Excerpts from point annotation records
───
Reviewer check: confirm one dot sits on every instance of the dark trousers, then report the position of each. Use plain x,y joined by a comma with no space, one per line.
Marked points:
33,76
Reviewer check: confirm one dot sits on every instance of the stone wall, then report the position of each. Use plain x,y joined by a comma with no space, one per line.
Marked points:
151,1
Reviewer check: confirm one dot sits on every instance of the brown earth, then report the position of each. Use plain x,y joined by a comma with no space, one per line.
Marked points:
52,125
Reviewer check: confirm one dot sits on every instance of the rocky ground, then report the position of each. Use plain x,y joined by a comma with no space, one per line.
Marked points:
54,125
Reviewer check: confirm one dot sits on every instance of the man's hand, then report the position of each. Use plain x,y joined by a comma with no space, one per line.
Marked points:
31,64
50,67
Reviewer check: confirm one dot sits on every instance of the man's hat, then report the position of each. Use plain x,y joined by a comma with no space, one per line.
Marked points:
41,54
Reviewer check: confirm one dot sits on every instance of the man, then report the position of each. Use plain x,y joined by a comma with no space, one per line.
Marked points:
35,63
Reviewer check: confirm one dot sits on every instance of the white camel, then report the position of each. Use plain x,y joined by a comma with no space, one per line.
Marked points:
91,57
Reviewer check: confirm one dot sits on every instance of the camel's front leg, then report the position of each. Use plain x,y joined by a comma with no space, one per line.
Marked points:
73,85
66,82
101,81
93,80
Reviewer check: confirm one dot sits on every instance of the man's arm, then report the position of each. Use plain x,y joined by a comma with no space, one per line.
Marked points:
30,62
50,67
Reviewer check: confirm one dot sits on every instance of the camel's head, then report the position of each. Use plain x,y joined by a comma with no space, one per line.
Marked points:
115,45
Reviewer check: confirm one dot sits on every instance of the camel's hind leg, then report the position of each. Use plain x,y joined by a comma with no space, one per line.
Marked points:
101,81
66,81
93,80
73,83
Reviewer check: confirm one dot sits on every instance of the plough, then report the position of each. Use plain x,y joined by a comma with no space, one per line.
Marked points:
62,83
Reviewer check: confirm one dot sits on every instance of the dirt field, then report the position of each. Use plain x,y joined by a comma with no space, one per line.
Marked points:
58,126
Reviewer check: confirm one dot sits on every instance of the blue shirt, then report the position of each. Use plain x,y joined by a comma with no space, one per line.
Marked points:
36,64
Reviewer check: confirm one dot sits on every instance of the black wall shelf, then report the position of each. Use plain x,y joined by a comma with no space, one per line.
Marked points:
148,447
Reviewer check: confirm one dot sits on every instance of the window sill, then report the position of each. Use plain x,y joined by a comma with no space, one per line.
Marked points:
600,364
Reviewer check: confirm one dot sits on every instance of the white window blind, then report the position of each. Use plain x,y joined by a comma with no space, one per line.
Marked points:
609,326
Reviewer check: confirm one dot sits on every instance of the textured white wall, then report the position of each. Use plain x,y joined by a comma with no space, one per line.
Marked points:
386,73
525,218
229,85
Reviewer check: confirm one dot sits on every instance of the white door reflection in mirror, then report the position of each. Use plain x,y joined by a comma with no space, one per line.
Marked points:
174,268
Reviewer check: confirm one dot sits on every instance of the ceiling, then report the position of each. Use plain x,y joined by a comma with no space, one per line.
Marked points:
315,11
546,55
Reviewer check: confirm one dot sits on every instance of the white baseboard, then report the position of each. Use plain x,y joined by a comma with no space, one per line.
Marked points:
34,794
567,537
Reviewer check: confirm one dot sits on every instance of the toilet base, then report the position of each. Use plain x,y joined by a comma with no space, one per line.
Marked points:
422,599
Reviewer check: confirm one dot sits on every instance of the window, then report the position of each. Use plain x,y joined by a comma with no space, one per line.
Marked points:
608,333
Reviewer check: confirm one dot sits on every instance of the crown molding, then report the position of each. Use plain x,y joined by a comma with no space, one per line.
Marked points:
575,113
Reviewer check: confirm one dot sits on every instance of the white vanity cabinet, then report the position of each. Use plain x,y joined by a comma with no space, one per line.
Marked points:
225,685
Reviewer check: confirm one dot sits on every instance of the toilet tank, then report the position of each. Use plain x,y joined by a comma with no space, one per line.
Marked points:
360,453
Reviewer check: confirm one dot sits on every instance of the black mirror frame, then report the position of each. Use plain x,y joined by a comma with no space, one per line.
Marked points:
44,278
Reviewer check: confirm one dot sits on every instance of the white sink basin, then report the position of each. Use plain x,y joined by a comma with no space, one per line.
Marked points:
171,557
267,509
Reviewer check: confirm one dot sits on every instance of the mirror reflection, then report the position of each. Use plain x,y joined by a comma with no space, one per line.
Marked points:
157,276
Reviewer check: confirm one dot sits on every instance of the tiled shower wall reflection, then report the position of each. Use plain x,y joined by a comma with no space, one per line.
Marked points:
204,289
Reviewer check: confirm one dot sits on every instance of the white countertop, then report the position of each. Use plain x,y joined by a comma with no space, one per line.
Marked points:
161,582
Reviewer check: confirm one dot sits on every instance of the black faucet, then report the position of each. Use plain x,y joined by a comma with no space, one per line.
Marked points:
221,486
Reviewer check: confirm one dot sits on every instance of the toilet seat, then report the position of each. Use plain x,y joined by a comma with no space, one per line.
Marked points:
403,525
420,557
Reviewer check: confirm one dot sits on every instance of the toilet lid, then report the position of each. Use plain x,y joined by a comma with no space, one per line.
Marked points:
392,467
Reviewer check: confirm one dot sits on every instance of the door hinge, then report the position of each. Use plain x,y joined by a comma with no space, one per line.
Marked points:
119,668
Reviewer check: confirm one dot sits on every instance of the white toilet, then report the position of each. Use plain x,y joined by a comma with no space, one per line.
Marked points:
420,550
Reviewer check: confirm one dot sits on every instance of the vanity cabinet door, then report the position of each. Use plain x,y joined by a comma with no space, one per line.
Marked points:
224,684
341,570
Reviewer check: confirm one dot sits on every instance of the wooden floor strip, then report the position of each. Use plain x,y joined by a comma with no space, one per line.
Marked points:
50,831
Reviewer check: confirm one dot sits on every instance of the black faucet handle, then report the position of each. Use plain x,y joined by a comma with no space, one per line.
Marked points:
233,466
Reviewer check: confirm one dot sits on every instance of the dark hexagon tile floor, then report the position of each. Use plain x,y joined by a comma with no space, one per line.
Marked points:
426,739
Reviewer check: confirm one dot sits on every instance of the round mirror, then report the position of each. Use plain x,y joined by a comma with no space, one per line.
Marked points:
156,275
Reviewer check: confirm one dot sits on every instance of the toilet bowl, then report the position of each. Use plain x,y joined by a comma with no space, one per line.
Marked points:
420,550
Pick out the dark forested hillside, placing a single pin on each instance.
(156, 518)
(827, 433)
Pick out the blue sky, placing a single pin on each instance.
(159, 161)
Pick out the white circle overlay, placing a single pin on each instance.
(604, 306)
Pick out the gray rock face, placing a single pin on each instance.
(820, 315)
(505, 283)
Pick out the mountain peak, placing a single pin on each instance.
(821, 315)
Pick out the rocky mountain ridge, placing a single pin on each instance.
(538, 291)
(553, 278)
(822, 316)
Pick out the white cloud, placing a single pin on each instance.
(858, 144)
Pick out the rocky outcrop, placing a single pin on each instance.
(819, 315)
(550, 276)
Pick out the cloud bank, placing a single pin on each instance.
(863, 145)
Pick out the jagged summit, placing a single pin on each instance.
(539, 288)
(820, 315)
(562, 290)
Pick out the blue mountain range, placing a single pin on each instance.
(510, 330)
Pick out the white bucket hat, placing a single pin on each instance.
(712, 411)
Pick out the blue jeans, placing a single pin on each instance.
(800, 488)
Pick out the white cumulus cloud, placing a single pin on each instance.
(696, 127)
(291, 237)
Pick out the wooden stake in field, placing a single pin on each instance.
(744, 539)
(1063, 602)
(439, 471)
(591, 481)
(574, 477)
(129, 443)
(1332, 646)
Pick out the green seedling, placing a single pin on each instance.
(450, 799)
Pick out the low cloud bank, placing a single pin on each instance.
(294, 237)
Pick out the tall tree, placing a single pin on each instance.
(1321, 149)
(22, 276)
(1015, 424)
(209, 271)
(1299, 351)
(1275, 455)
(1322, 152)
───
* **EXERCISE BRIEF**
Copy out everything from the line containing "Pick out the blue sky, placing" down to the end of the records, unchanged.

* **THE REPLY**
Pick out the blue sky, placing a single pin on each instance.
(159, 161)
Pick out the white circle overlay, placing a single pin on each instance.
(604, 306)
Pick out the gray rock face, placing a single pin on each instance.
(820, 315)
(505, 283)
Pick out the mountain peak, placing a single pin on each instance.
(821, 315)
Pick out the rocky mountain ridge, placing a single pin on each instance.
(538, 291)
(553, 278)
(822, 316)
Pick out the white cloud, placing a single pin on each instance.
(858, 144)
Pick out the rocky outcrop, placing a single pin on each instance.
(819, 315)
(550, 276)
Pick out the cloud bank, placing a single pin on each instance.
(863, 145)
Pick out the jagged summit, placing a single pin on each instance.
(539, 288)
(820, 315)
(562, 290)
Pick out the blue mountain range, placing a single pin on each instance.
(510, 330)
Pick out the white bucket hat, placing a single pin on each instance.
(712, 411)
Pick out the blue jeans, placing a single pin on each instance.
(800, 488)
Pick out the white cumulus cloud, placing a single pin on each instance.
(696, 127)
(291, 237)
Pick out the wooden stake in field, placing a single pin on each instance.
(744, 539)
(1063, 602)
(439, 471)
(591, 481)
(574, 477)
(129, 443)
(1332, 646)
Pick out the green seedling, placing a single pin on each instance.
(450, 799)
Pick out the low cloud bank, placing a single pin on each instance.
(294, 237)
Pick out the tall tree, placing a single pin on each instance.
(1321, 149)
(22, 276)
(1015, 424)
(209, 271)
(1299, 351)
(1275, 455)
(1322, 152)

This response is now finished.